> SELECTED EXTRACT:
■ ■ ■ ■ ■

In this example, the phrase ‘nursing models’ is used five times. It is not difficult to see that there may not be a relationship between how often a word appears in an interview and the importance of that word. We have used this method once and can offer an example of how the method can be used to highlight issues in a research project that were missed with other forms of analysis.


Some years ago, PB undertook a series of telephone interviews about the topic of HIV/AIDS counselling. Each of these was recorded and then a program was used to count the number of occurrences of lexical words in the transcripts. Other forms of data analysis were also used. What became clear was that the word ‘anger’ headed the list of lexical words, following this analysis. The author then returned to reading the transcripts and realised, for the first time, that the notion of anger did have a large part to play in the interviews. As I have noted, this was missed with other forms of data analysis.


Used with extreme caution, the word-count form of content analysis has its place in the analysis of textual data. However, care should be taken in making any detailed sort of interpretation of the data that arise out of this activity. The objective nature of the word count, can, most usefully, be combined with a more subjective review of the data in the light of this word-counting process. Word counting, alone, is not a useful or valid activity in qualitative research. If we were to draw an analogy with quantitative research, this kind of content analysis would be, at best, the equivalent of the simplest kinds of descriptive statistics, but possibly no more than frequency counts. In other words, this is merely presentation, rather than transformation of the data. In both quantitative and qualitative contexts, no meaning is either clarified or added at this simplest level.


Grounded theory


Although often written about as a research method in its own right, grounded theory is also an approach to analysing qualitative data. The idea behind grounded theory is that social facts ‘emerge’ out of the collected qualitative data, rather than the researcher being able, in some way, to ‘divine’ meanings about those data. An analogy that may help here is that of a block of marble prior to its being sculpted. The sculptor may argue that his projected horse is already ‘in’ the marble and it is his job to help it ‘emerge’. Similarly, those who take a grounded theory approach to data may argue that meanings are already ‘in’ the data they collect and that it is their job to ‘release’ those meanings.


It is important to highlight the word ‘theory’ in this discussion. In the grounded theory literature, the aim is to use the emergent data to produce a theory which can then be further tested out. In our experience, quite a number of researchers who claim to do grounded theory seem to omit the theory. The whole point of grounded theory seems to be to collect rounds of data and to continue to refine the theory that emerges out of each round.

■ ■ ■ ■ ■

> PARTS OF THE EXERCISE:
1. Can you reproduce the passage on qualitative data analysis word for word, starting with "Although often written" and going on through "to ‘release’ those meanings."?
2. Will you carry on the passage about analyzing qualitative data from the point where it stops?

■ ■ ■ ■ ■

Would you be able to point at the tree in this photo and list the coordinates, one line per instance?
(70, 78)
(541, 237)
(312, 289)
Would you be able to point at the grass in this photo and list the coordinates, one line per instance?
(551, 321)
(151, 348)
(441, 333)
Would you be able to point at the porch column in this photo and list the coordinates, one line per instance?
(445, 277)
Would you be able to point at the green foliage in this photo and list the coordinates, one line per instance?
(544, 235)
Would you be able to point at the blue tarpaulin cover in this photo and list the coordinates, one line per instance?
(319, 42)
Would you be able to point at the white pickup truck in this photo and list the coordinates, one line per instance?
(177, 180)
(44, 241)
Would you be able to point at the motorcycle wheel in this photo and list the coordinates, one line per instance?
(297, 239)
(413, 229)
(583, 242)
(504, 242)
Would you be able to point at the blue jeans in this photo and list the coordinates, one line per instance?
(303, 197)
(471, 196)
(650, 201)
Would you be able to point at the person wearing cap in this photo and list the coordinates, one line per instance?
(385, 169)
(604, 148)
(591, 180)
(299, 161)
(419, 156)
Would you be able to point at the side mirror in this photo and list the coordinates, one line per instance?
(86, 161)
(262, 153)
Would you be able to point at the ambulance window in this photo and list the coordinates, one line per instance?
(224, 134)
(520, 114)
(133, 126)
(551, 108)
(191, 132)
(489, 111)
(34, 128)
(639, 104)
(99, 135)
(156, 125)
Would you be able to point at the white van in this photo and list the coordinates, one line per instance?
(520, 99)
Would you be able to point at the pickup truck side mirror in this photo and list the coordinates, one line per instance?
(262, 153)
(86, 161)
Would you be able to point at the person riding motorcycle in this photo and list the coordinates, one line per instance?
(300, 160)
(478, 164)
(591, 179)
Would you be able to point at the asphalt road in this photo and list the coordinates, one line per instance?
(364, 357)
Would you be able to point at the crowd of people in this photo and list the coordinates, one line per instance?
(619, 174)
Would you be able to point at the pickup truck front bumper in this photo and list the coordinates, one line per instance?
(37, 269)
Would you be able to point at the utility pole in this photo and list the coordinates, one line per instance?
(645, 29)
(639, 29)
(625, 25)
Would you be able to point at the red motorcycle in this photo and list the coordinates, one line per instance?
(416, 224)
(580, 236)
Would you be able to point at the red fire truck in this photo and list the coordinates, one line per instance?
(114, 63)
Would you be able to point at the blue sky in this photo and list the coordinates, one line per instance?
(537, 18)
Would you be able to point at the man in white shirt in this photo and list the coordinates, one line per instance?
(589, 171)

■ ■ ■ ■ ■

> FINAL ANSWERS:
1.
Although often written about as a research method in its own right, grounded theory is also an approach to analysing qualitative data. The idea behind grounded theory is that social facts ‘emerge’ out of the collected qualitative data, rather than the researcher being able, in some way, to ‘divine’ meanings about those data. An analogy that may help here is that of a block of marble prior to its being sculpted. The sculptor may argue that his projected horse is already ‘in’ the marble and it is his job to help it ‘emerge’. Similarly, those who take a grounded theory approach to data may argue that meanings are already ‘in’ the data they collect and that it is their job to ‘release’ those meanings.

2.
Grounded theorists, like ethnographers and those who use a phenomenological approach to research, still have to analyse their data into categories. There often appear to be great similarities in the ways that all qualitative researchers analyse their data. The rest of this chapter, then, is taken up with practical ways of analysing data and, we would argue, that can be used by those who do ethnographic, phenomenological or grounded theory approaches to research.


We appreciate that purists in each of these areas of qualitative research might argue that there are considerable differences in the ways they analyse data. If you are planning on doing a qualitative study, it is important to read widely around these topics.


Thematic content analysis


Frequently, in qualitative research, a form of ‘thematic content analysis’ is used to help organise and structure the data that accumulates from interviews. There are at least two opposing approaches to such analysis. The overall aim of both sorts of analysis is to first of all identify ‘themes’ or topics that occur in the data. Once these themes have been identified, the researcher can comb through the data for examples of utterances under each of these themes and cut and paste the data under these themed headings.


However, as noted above, there are at least two approaches to the identification of themes as part of such an analysis. The first might be called a ‘template’ approach. Here, the researcher asks questions of the dataset. Thus, in a series of interviews about health care education, the researcher might ask him or herself the questions: ‘What did the interviewees say about teaching?’, ‘What did they say about evaluation?’, ‘What did they say about reflective practice?’ and so on. In turn, each of the short versions of these questions becomes a category. Thus, in the example above, the first set of categories (or report sub-headings) are ‘Teaching’, ‘Evaluation’ and ‘Reflective practice’.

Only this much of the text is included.